Carry on the piece about NBA television coverage in the 1980s from its last sentence, before the rows.
:: QUOTED TEXT ::
= NBA on television in the 1980s =

As the national broadcaster of the NBA, CBS aired NBA games from the 1973–74 until the 1989–90 season, during which the early 1980s is notoriously known as the tape delay playoff era.

NBA entered the cable territory in 1979 when USA Network signed a three-year $1.5 million deal and extended for two years until the 1983–84 season, ESPN also had a brief affair with NBA from 1982 to 1984. Turner Sports obtained rights to air NBA games beginning with the 1984–85 season (replacing ESPN and USA Network as national cable partners) under a four-year deal, in which TBS shared the NBA television package along with CBS. In the summer of 1987, Turner Broadcasting System signed a new joint broadcast contract between TBS and TNT to split broadcast NBA games starting from the 1988–89 season. TNT held rights to broadcast the NBA draft, most NBA regular season and playoff games, while TBS only aired single games or doubleheaders once a week.
:::
:: EXTRACTED MATERIAL ::
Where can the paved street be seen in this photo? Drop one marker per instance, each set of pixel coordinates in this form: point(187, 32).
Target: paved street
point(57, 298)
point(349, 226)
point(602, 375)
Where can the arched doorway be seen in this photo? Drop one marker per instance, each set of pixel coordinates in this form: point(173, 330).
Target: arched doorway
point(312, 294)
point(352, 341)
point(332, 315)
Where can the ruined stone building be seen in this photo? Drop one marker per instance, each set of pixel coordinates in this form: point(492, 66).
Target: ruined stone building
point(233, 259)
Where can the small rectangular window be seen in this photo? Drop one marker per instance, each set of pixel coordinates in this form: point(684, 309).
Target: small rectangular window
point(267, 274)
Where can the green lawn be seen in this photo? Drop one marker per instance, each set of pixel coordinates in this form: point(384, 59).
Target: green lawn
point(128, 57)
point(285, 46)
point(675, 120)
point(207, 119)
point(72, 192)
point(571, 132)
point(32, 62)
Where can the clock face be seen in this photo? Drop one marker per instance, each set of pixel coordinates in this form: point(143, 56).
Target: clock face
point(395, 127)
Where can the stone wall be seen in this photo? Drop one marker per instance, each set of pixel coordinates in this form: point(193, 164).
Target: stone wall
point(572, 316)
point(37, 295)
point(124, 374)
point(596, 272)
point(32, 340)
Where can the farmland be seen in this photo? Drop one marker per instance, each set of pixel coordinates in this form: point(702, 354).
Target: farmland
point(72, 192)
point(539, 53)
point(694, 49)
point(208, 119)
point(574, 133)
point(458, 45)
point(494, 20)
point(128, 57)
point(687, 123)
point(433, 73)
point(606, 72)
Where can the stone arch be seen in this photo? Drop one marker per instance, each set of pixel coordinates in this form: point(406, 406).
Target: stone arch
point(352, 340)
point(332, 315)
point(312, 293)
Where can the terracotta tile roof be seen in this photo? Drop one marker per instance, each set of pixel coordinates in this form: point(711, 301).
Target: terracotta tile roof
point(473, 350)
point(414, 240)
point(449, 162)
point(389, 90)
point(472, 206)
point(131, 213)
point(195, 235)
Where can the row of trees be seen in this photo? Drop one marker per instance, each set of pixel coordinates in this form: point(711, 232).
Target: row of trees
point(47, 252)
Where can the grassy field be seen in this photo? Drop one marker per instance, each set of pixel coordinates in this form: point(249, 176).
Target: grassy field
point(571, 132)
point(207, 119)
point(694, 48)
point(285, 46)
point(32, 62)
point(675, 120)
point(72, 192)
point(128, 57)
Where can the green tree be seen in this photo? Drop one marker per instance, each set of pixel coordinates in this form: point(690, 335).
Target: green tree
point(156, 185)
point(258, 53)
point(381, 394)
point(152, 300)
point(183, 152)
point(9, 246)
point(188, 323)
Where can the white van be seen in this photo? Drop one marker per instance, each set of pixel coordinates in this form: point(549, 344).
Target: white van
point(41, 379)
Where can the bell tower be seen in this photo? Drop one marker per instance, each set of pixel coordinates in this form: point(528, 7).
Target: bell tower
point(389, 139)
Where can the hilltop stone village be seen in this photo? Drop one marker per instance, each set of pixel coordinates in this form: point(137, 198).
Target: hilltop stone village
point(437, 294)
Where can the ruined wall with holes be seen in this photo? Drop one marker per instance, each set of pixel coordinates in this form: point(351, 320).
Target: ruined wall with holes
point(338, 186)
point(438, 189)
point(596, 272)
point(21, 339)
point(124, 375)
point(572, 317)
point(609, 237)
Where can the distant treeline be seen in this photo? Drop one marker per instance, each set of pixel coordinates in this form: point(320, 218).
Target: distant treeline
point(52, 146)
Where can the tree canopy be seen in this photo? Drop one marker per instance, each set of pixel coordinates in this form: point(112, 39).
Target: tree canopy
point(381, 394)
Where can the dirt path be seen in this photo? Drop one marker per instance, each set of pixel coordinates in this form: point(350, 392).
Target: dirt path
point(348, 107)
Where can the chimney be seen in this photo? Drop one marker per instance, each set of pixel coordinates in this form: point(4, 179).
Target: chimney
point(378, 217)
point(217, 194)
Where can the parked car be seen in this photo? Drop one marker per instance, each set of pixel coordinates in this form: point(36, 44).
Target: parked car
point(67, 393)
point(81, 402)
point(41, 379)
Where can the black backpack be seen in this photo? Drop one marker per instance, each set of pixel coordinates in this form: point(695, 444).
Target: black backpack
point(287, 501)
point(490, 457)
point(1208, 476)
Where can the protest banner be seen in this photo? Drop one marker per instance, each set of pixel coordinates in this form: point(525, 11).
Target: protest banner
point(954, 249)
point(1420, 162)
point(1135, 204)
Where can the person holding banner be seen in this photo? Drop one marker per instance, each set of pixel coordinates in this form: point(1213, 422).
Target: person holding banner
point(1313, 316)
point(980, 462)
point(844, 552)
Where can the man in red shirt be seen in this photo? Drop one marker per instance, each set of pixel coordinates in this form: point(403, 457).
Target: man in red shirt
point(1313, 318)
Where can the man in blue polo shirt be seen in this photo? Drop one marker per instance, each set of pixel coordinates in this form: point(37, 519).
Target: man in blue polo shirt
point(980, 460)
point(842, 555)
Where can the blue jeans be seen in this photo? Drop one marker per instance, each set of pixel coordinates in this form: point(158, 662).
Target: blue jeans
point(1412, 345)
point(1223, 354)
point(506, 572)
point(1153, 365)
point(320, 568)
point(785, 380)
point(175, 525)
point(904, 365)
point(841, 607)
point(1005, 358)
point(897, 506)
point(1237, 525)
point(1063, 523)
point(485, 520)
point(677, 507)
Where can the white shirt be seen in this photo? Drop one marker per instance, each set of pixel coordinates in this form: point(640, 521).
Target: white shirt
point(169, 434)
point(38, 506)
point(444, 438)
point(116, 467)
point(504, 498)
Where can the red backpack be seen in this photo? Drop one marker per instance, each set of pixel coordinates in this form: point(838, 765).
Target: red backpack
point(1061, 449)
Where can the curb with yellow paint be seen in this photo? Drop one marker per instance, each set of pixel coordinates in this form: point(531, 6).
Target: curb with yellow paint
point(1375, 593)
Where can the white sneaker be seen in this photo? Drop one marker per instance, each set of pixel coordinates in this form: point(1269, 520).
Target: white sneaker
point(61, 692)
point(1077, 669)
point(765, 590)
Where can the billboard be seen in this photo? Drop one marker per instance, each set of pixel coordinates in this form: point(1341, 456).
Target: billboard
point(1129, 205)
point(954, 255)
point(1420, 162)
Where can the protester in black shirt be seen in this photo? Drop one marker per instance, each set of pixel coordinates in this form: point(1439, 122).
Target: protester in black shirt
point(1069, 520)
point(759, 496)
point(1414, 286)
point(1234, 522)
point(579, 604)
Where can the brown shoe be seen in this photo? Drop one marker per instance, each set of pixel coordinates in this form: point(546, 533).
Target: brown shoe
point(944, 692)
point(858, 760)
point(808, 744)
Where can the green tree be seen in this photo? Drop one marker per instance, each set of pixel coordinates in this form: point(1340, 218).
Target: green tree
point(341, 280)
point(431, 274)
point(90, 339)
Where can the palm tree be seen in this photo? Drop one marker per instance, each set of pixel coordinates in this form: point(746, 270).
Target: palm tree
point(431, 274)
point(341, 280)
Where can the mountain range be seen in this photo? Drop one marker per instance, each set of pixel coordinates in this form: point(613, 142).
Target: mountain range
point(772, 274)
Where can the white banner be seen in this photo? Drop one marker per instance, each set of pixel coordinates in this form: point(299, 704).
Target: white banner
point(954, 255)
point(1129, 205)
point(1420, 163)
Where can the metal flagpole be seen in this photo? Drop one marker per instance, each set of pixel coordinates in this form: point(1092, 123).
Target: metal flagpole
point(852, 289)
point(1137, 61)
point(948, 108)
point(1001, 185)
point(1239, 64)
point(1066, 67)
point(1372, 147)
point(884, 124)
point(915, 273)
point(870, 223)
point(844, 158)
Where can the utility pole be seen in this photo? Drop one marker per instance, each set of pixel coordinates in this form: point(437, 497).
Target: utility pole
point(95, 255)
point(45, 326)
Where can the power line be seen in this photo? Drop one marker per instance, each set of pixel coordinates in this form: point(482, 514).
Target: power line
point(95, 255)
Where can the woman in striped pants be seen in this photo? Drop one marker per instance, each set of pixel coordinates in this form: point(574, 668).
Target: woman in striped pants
:::
▶ _RESPONSE TO THE TASK_
==Year-by-year summary==
===1980===
By the 1979–1980 season, the network's NBA ratings had bottomed, with a regular season rating for the broadcasts at 6.4. By this time, the network had eliminated its regional coverage and only used two play-by-play announcers (Brent Musburger and Gary Bender) and three color commentators (Bill Russell and Rod Hundley, who teamed with Musburger and Rick Barry, who teamed with Bender); CBS felt that showing an NBA Finals game was not worth pre-empting their Friday night lineup (the smash hit Dallas in particular) during May sweeps (although the iconic episode in which J.R. Ewing was shot aired on March 21, 1980, and Dallas was already in summer reruns). The consensus was that a basketball game in prime time would have drawn fewer viewers. As a result, CBS used to regularly run NBA games in the 11:30 p.m. time slot (then occupied by The CBS Late Movie). For the 1980 and 1981 NBA Finals, CBS scheduled Games 3 and 4 on back-to-back days (Saturday and Sunday) to avoid an extra tape delay game.

In 1980, the 26 share from 1976 had fallen to 18%. Ratings fell to a level where, as mentioned before, CBS began airing games on tape delay. The 1981 NBA Finals set the standard for futility, with an average rating of 6.7, the lowest in NBA history until the 2003 NBA Finals averaged a 6.5 on ABC.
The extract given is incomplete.